### [Task to complete]
Each entry below is to be printed verbatim.

### [Entries provided]
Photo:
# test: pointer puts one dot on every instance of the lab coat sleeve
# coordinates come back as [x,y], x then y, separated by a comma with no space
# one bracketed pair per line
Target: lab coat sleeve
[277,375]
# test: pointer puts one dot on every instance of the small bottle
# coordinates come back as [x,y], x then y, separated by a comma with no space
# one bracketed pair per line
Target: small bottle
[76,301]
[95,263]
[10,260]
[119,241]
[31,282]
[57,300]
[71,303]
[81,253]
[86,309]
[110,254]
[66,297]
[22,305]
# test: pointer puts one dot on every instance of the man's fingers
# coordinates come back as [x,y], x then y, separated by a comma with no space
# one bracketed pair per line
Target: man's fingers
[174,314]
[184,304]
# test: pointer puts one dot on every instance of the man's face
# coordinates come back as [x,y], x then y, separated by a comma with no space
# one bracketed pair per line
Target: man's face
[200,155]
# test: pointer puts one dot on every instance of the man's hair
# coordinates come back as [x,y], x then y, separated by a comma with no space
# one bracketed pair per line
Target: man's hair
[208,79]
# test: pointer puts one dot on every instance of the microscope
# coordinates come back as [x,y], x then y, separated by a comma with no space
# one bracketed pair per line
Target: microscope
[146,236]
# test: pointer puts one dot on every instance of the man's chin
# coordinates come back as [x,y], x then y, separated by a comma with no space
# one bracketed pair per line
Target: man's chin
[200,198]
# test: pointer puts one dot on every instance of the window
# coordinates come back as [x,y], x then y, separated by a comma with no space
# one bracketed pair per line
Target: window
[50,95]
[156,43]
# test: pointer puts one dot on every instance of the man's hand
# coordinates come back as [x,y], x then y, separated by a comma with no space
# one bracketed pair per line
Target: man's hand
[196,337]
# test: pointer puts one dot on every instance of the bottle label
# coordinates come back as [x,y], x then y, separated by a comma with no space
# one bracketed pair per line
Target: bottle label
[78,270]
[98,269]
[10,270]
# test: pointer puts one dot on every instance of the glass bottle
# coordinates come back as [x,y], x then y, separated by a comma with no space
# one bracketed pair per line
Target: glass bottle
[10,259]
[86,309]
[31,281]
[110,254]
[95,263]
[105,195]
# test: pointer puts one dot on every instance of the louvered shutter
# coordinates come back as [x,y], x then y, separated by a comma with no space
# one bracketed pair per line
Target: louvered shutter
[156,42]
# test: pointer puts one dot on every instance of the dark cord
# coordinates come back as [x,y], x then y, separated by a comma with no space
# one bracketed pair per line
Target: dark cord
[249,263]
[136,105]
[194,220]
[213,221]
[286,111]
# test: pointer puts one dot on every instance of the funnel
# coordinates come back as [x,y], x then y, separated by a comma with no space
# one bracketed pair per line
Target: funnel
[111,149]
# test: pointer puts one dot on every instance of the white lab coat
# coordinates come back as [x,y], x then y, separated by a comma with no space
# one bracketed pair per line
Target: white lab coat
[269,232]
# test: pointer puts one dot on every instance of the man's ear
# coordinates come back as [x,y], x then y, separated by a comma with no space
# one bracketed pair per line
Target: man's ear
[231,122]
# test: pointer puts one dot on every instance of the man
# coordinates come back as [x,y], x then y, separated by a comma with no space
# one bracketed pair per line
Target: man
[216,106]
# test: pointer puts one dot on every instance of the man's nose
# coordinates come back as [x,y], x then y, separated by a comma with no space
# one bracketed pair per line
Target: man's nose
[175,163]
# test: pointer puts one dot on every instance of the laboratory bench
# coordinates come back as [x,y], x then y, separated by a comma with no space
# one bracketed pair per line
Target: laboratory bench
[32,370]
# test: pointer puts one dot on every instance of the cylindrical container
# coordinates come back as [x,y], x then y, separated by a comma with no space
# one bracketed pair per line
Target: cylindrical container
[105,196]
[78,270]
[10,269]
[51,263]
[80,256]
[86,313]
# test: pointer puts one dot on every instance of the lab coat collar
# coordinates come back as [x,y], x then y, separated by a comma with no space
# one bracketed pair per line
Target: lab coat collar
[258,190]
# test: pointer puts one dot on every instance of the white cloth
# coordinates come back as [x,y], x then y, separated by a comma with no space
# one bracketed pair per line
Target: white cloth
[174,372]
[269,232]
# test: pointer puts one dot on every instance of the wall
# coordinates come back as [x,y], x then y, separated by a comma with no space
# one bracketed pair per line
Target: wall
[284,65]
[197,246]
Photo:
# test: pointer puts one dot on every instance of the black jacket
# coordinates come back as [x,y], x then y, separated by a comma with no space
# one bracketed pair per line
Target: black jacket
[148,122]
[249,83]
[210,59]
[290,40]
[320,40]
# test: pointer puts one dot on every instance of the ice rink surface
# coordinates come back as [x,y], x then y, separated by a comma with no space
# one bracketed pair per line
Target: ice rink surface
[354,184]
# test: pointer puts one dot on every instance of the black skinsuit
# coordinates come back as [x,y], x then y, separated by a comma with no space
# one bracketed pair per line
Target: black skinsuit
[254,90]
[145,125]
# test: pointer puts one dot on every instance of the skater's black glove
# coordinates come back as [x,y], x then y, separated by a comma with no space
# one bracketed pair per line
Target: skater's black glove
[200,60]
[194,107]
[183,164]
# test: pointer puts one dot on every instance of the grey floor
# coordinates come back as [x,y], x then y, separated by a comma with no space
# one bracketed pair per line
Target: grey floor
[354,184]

### [Output for this exercise]
Photo:
# test: pointer puts one dot on every instance of the lab coat sleeve
# coordinates come back as [x,y], x then y, separated by a comma with no space
# one bracketed pair per line
Target: lab coat sleeve
[277,375]
# test: pointer puts one dot on every instance of the small bottle
# coordinates come back as [x,y], x then y, separated by a comma with no space
# one bracketed pair per line
Target: small bottle
[76,301]
[95,263]
[10,260]
[119,241]
[31,282]
[57,300]
[71,303]
[81,253]
[86,309]
[110,254]
[66,297]
[22,305]
# test: pointer puts one dot on every instance of the man's fingers
# coordinates come back as [x,y], x then y, separated by a comma with no space
# one bracketed pair per line
Target: man's fingers
[174,314]
[184,304]
# test: pointer puts one dot on every instance of the man's face
# coordinates come back as [x,y], x then y, separated by a comma with no space
# one bracketed pair per line
Target: man's face
[200,155]
# test: pointer puts one dot on every instance of the man's hair
# coordinates come back as [x,y], x then y, separated by a comma with no space
# one bracketed pair per line
Target: man's hair
[208,79]
# test: pointer puts one dot on every instance of the microscope
# coordinates come back as [x,y], x then y, separated by a comma with no space
# one bracketed pair per line
Target: microscope
[146,236]
# test: pointer puts one dot on every instance of the man's chin
# coordinates come back as [x,y], x then y, separated by a comma with no space
# one bracketed pair per line
Target: man's chin
[200,198]
# test: pointer puts one dot on every instance of the window
# coordinates come back as [x,y], x then y, separated by a comma with no space
# one bracketed pair per line
Target: window
[50,95]
[156,43]
# test: pointer puts one dot on every instance of the man's hand
# coordinates come back as [x,y], x then y, separated by a comma with no space
# one bracketed pair per line
Target: man's hand
[196,337]
# test: pointer puts one dot on every instance of the bottle label
# coordinates come back as [x,y], x then y, separated by a comma with no space
# one bracketed pair per line
Target: bottle label
[78,270]
[98,269]
[10,270]
# test: pointer puts one dot on every instance of the glass bottle
# coordinates come back as [x,y], x then y, separated by a comma with no space
# one bracketed pair per line
Target: glass bottle
[10,259]
[86,309]
[31,281]
[110,254]
[95,263]
[105,195]
# test: pointer puts one dot on every instance of the louvered shutter
# coordinates come back as [x,y], x then y, separated by a comma with no space
# one bracketed pair per line
Target: louvered shutter
[156,42]
# test: pointer puts one dot on every instance of the dark cord
# coordinates come back as [x,y], x then y, separated by a comma with no space
# one bracketed pair per line
Target: dark cord
[249,263]
[136,105]
[194,220]
[213,221]
[286,111]
# test: pointer puts one dot on every instance of the funnel
# coordinates come back as [x,y], x then y, separated by a comma with no space
# one bracketed pair per line
Target: funnel
[111,149]
# test: pointer puts one dot on every instance of the white lab coat
# coordinates come back as [x,y], x then y, separated by a comma with no space
# one bracketed pair per line
Target: white lab coat
[269,232]
# test: pointer puts one dot on every instance of the man's ear
# coordinates come back as [x,y], x then y, separated by a comma with no space
# one bracketed pair per line
Target: man's ear
[231,122]
# test: pointer puts one dot on every instance of the man
# coordinates come back as [x,y], x then y, separated by a comma with no space
# one bracketed pair per line
Target: man
[216,106]
# test: pointer puts one dot on every instance of the man's nose
# coordinates come back as [x,y], x then y, separated by a comma with no space
# one bracketed pair per line
Target: man's nose
[175,163]
# test: pointer puts one dot on every instance of the laboratory bench
# coordinates come back as [x,y], x then y, separated by a comma with no space
# one bracketed pair per line
Target: laboratory bench
[32,370]
# test: pointer puts one dot on every instance of the cylindrical container
# coordinates come back as [x,y], x then y, separated by a comma with no space
# one bracketed pair per line
Target: cylindrical container
[105,196]
[78,270]
[10,269]
[51,263]
[80,256]
[86,313]
# test: pointer puts one dot on every instance of the lab coat collar
# coordinates come back as [x,y], x then y, separated by a comma with no space
# one bracketed pair per line
Target: lab coat collar
[258,190]
# test: pointer puts one dot on every instance of the white cloth
# coordinates come back as [x,y], x then y, separated by a comma with no space
# one bracketed pair per line
Target: white cloth
[174,372]
[269,232]
# test: pointer puts one dot on every instance of the wall
# coordinates come back as [x,y], x then y, separated by a comma with no space
# one bracketed pair per line
Target: wall
[284,65]
[197,246]
Photo:
# test: pointer puts one dot on every instance of the black jacket
# coordinates come back as [x,y], x then y, separated by a comma with no space
# one bracketed pair per line
Target: black jacket
[148,122]
[249,83]
[210,59]
[290,40]
[320,40]
# test: pointer puts one dot on every instance of the ice rink surface
# coordinates come back as [x,y], x then y, separated by a comma with no space
# one bracketed pair per line
Target: ice rink surface
[354,184]
# test: pointer puts one dot on every instance of the black skinsuit
# coordinates come back as [x,y], x then y, separated by a comma with no space
# one bracketed pair per line
Target: black skinsuit
[254,90]
[145,125]
# test: pointer puts one dot on every instance of the skater's black glove
# coordinates come back as [x,y], x then y, separated by a comma with no space
# one bracketed pair per line
Target: skater's black glove
[200,60]
[194,107]
[183,164]
# test: pointer puts one dot on every instance of the grey floor
# coordinates come back as [x,y], x then y, separated by a comma with no space
# one bracketed pair per line
Target: grey floor
[354,184]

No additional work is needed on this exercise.